• **SUPPLIED DATA**:
────────
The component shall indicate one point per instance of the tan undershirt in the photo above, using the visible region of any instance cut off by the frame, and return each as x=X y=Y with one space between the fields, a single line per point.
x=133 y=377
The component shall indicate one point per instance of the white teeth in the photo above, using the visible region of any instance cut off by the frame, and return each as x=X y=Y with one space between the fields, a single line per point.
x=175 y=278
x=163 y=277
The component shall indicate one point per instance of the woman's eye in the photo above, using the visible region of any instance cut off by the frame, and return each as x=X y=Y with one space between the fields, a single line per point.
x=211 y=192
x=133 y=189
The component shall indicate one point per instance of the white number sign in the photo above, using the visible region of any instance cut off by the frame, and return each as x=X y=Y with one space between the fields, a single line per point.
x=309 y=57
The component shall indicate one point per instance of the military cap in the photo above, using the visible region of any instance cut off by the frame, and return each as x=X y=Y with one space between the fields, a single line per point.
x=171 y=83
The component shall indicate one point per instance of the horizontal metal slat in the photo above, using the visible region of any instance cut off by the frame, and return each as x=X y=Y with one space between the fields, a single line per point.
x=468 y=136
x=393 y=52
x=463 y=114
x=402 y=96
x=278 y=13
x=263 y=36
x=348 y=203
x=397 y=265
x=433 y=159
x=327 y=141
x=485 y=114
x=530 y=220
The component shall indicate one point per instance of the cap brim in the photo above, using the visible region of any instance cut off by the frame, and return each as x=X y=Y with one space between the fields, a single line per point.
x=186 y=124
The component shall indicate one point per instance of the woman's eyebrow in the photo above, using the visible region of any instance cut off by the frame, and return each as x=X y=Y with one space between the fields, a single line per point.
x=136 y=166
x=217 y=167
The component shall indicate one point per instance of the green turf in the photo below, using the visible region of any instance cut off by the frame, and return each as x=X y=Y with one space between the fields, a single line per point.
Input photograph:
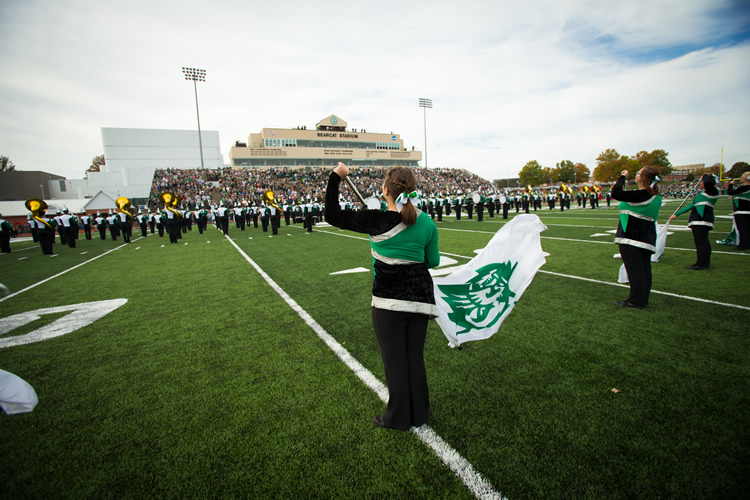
x=206 y=384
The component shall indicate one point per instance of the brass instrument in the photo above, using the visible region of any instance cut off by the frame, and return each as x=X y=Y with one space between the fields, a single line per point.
x=35 y=205
x=123 y=204
x=268 y=198
x=170 y=200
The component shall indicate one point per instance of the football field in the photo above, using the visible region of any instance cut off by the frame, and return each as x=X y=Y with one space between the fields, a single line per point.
x=246 y=366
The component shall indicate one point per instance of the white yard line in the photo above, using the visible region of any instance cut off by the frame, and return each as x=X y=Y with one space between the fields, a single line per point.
x=66 y=271
x=477 y=484
x=686 y=297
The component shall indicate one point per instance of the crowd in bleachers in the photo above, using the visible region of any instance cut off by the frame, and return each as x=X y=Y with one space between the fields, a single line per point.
x=201 y=186
x=293 y=185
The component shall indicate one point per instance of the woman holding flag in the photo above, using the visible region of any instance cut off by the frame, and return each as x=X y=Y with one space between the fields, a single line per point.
x=636 y=232
x=404 y=245
x=741 y=199
x=702 y=220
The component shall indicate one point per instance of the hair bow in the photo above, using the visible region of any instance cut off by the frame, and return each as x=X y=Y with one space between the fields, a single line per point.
x=403 y=198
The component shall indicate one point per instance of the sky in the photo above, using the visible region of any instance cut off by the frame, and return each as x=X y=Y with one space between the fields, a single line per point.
x=511 y=81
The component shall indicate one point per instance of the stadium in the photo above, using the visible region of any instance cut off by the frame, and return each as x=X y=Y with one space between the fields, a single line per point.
x=244 y=365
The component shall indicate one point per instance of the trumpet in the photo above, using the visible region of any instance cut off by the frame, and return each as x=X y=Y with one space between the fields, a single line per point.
x=123 y=204
x=268 y=197
x=36 y=206
x=170 y=200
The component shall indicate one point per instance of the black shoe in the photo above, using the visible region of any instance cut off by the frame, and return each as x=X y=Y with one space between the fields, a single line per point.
x=379 y=421
x=627 y=303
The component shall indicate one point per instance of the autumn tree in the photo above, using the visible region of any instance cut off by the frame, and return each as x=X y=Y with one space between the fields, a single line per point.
x=610 y=163
x=582 y=172
x=566 y=171
x=532 y=174
x=656 y=158
x=6 y=164
x=737 y=170
x=550 y=175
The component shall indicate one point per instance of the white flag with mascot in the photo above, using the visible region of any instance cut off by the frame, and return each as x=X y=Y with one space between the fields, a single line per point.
x=473 y=301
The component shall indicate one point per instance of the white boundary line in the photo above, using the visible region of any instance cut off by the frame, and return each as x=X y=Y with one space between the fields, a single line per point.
x=63 y=272
x=687 y=297
x=697 y=299
x=477 y=484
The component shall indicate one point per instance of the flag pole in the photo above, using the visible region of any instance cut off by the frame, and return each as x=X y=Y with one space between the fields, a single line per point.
x=688 y=196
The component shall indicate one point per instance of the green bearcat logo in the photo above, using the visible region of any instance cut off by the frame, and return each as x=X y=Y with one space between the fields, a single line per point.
x=482 y=301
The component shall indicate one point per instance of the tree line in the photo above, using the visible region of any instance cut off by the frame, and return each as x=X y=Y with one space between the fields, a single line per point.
x=609 y=164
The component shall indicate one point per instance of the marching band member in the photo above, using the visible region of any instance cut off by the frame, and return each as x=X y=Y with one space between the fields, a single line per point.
x=69 y=227
x=702 y=220
x=86 y=221
x=741 y=204
x=5 y=230
x=101 y=224
x=113 y=222
x=222 y=219
x=143 y=223
x=126 y=225
x=59 y=228
x=46 y=232
x=161 y=222
x=404 y=245
x=636 y=232
x=34 y=226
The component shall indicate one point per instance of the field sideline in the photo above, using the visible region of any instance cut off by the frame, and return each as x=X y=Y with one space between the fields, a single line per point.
x=208 y=382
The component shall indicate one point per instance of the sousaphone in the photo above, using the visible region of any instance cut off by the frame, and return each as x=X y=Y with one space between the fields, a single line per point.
x=123 y=204
x=35 y=205
x=268 y=198
x=170 y=201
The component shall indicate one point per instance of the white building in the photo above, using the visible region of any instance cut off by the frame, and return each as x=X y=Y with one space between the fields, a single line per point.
x=132 y=155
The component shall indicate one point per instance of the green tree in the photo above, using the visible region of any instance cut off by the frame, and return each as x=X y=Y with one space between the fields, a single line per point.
x=6 y=164
x=610 y=163
x=656 y=158
x=582 y=173
x=532 y=174
x=737 y=170
x=566 y=172
x=550 y=175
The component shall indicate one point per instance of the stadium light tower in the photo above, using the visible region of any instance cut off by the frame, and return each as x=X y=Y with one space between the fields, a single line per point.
x=425 y=103
x=196 y=75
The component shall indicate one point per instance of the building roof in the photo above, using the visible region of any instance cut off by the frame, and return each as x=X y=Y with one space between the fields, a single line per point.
x=101 y=201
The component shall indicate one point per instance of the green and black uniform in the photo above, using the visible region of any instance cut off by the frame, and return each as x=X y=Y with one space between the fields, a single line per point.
x=700 y=223
x=403 y=299
x=741 y=204
x=636 y=237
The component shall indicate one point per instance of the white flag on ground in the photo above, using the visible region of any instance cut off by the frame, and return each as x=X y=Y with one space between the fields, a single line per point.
x=16 y=395
x=473 y=301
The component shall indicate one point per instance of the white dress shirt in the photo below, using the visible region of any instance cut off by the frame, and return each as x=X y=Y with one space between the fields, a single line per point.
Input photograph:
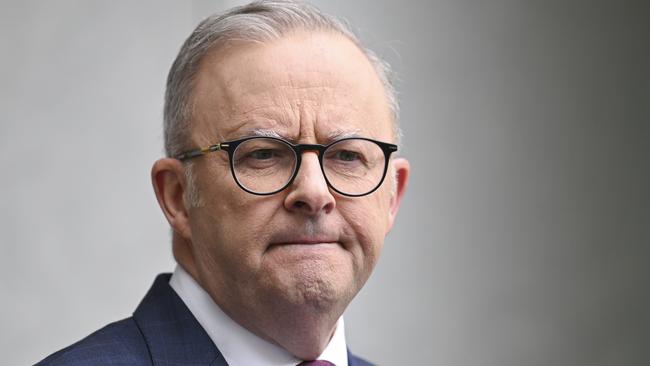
x=238 y=345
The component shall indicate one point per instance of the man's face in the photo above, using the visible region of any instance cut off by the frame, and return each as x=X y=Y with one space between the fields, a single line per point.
x=305 y=246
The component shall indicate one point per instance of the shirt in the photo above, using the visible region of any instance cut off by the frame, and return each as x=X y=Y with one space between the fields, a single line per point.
x=238 y=345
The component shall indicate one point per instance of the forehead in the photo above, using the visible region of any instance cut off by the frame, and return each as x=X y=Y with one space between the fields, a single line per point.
x=304 y=87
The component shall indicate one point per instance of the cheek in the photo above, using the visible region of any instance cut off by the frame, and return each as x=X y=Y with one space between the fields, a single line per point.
x=368 y=220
────────
Reproduce all of the lines above verbatim, with every image left out of the output.

• **RESULT**:
The component shall indicate one point per instance of the tan undershirt in the photo above, using the visible region of any instance cut off by the frame, and return each as x=X y=Y with one space between the fields, a single line per point.
x=133 y=377
The component shall indicate one point per instance of the white teeth in the photo above, using the visible region of any instance cut off by the frame, and return each as x=X y=Y with one space between the fields, a single line per point.
x=175 y=278
x=163 y=277
The component shall indicate one point per instance of the woman's eye in the photo above, using the visible region of any instance cut off by the frame, and return each as x=X y=Y with one space between the fields, a single line per point.
x=211 y=192
x=133 y=189
The component shall indicate one point per instance of the white number sign in the photo above, using the visible region of any instance cut off by the frame, and return each as x=X y=Y with one space between the fields, a single line per point.
x=309 y=57
The component shall indicate one point per instance of the military cap in the photo above, using the visible region of any instance cut off by the frame, and return each as x=X y=Y with one space between the fields, a single line per point.
x=171 y=83
The component shall indicate one point per instance of the horizontal metal slat in the photo above, using the visible region of any instance cut off by the frame, and return each as x=X y=Y with one space between the fields, a single line per point.
x=468 y=136
x=393 y=52
x=463 y=114
x=402 y=96
x=278 y=13
x=263 y=36
x=348 y=203
x=397 y=265
x=433 y=159
x=327 y=141
x=485 y=114
x=530 y=220
The component shall indicate one point per instance of the cap brim in the photo above, using the visible region of any instance cut off by the frame, and return each as x=X y=Y with one space between the fields, a single line per point.
x=186 y=124
The component shall indicate one point per instance of the woman's eyebrow in the photo above, using the visible region of any instance cut off by the frame, and return each as x=X y=Y with one space between the fields, a single line per point.
x=136 y=166
x=217 y=167
The component shall indicate one point per instance of the green turf in the photo below, using the visible region of any instance cut off by the frame, and return each as x=X y=Y with one space between the fields, a single line per point.
Input photograph:
x=206 y=384
The component shall indicate one point per instance of the brass instrument in the photo above, using the visible region of any instance cut off by the frame, and return each as x=X y=Y with one space between the fields, a single line per point.
x=35 y=205
x=123 y=204
x=268 y=198
x=170 y=200
The component shall indicate one point per instance of the football field in the photo above, using the visible region of any instance cut off by the frame, and return each as x=X y=Y with one space between the fields, a single line per point.
x=246 y=366
The component shall indicate one point per instance of the white yard line in the photo above, using the visible region of any instance cut off by the frame, and return each as x=X y=Y with one space between the fields, a single line per point.
x=66 y=271
x=477 y=484
x=686 y=297
The component shall indicate one point per instance of the crowd in bleachers in the photo above, using the visible region of any instance cut off by the frame, and return each as x=X y=Y with one space between the fields, a single line per point.
x=201 y=186
x=293 y=185
The component shall indicate one point per instance of the woman holding flag in the photo above, using the visible region of any instance cut off by the frame, and return each as x=X y=Y with one space between the fields, a single line per point.
x=636 y=232
x=404 y=245
x=741 y=199
x=702 y=220
The component shall indicate one point per instance of the hair bow in the photo above, using the visible region of any instance cut off by the frame, and return each as x=X y=Y with one space between the fields, a single line per point.
x=403 y=198
The component shall indicate one point per instance of the sky in the photo above, using the visible region of any instance cut off by the frame, and return each as x=X y=Y with one space between the fields, a single line per point.
x=511 y=81
The component shall indicate one point per instance of the stadium in the photo above, using the visible region of any instance cut off by the frame, and return each as x=X y=Y with one space between the fields, a single line per point.
x=244 y=365
The component shall indicate one point per instance of the trumpet in the photo above, using the visible region of any instance cut off by the frame, and return each as x=X y=Y with one space between the fields, a single line per point.
x=123 y=204
x=268 y=197
x=36 y=206
x=170 y=200
The component shall indicate one point per instance of the black shoe in the photo above, using the visible region of any instance cut off by the frame, and return each as x=X y=Y with one space between the fields, a single line per point.
x=379 y=421
x=627 y=303
The component shall indicate one point per instance of the autumn tree in the photo above, using the visible region of any instance cut off by the frame, and return each as x=X y=Y with one space between the fields, a single line per point.
x=610 y=163
x=582 y=172
x=566 y=171
x=532 y=174
x=656 y=158
x=6 y=164
x=737 y=170
x=550 y=175
The component shall indicate one point per instance of the white flag with mascot in the photo above, using the visible region of any instance cut off by the frame, and return each as x=X y=Y with one space between the fields, a single line per point.
x=473 y=301
The component shall indicate one point per instance of the white boundary line in the photo above, using the visible region of any instance cut off by the frame, and return each as x=X y=Y with one space between the fields, a single line per point.
x=63 y=272
x=687 y=297
x=697 y=299
x=477 y=484
The component shall indicate one point per instance of the flag pole in the photo above, using the visible region of any instance cut off by the frame, and return each as x=X y=Y with one space between the fields, a single line per point.
x=688 y=196
The component shall indicate one point per instance of the green bearcat logo in the photo above, using the visible region of any instance cut off by the frame, and return each as x=X y=Y with one space between the fields, a single line per point.
x=482 y=301
The component shall indicate one point per instance of the tree line in the photo above, using the visible region of any instance cut off by the frame, and return each as x=X y=Y with one space between the fields, a single line per point.
x=609 y=164
The component shall indicate one point per instance of the marching band member in the photo above, using the visible region of any instance cut off by the frame, and return each as x=X y=Y with one space between the fields, a single line per point.
x=69 y=227
x=702 y=220
x=86 y=221
x=741 y=204
x=5 y=230
x=101 y=224
x=113 y=222
x=222 y=219
x=143 y=223
x=126 y=225
x=59 y=228
x=46 y=232
x=161 y=222
x=404 y=245
x=636 y=232
x=34 y=226
The component shall indicate one point per instance of the field sideline in the photo above, using the visible region of any instance cut off by the frame, and return each as x=X y=Y with one space between the fields, a single line per point.
x=208 y=382
The component shall indicate one point per instance of the sousaphone in the photo above, using the visible region of any instance cut off by the frame, and return each as x=X y=Y with one space between the fields, a single line per point.
x=123 y=204
x=35 y=205
x=268 y=198
x=170 y=201
The component shall indicate one point per instance of the white building in the photo above, using the visible region of any instance cut off by the frame, and return each as x=X y=Y with one space between the fields, a single line per point.
x=132 y=155
The component shall indicate one point per instance of the green tree in the photo above, using the visible region of any instance cut off by the frame, and return each as x=X y=Y with one space between the fields, a single line per point.
x=6 y=164
x=610 y=163
x=656 y=158
x=582 y=173
x=532 y=174
x=737 y=170
x=566 y=172
x=550 y=175
The component shall indicate one point per instance of the stadium light tower in the photo above, using the visible region of any instance cut off by the frame, and return each as x=X y=Y with one space between the fields, a single line per point.
x=425 y=103
x=196 y=75
The component shall indicate one point per instance of the building roof in the photo above, using the visible region of any instance cut off by the frame, and return each as x=X y=Y with one space between the fields, a single line per point.
x=101 y=201
The component shall indicate one point per instance of the green and black uniform in the photo above, using the visible region of any instance cut off by the frame, and return each as x=X y=Y with one space between the fields, a single line per point.
x=700 y=223
x=403 y=299
x=741 y=204
x=636 y=237
The component shall indicate one point per instance of the white flag on ground in the photo above, using the visible region of any instance cut off by the frame, and return each as x=X y=Y with one space between the fields, a single line per point.
x=16 y=395
x=473 y=301
The component shall indicate one point per instance of the white dress shirt in the photo below, using the visible region of any instance cut off by the frame, and return each as x=X y=Y with one space between the fields, a single line per point.
Input photograph:
x=238 y=345
The component shall indicate one point per instance of the man's face in the photo above, using the visible region of any instance cut off by the frame, and return each as x=X y=Y with one space between the fields, a single line per point.
x=305 y=246
The component shall indicate one point per instance of the shirt in the photo above, using the visible region of any instance cut off by the frame, and return each as x=X y=Y with one space between the fields, a single line per point.
x=238 y=345
The component shall indicate one point per instance of the forehead in the photo above, using the visible region of any instance cut off by the frame, and return each as x=X y=Y with one space between the fields, a single line per point.
x=304 y=87
The component shall indicate one point per instance of the cheek in the photo above, using the visible region of any instance cut off by the frame, and return each as x=X y=Y with one space between the fields, a single line per point.
x=368 y=220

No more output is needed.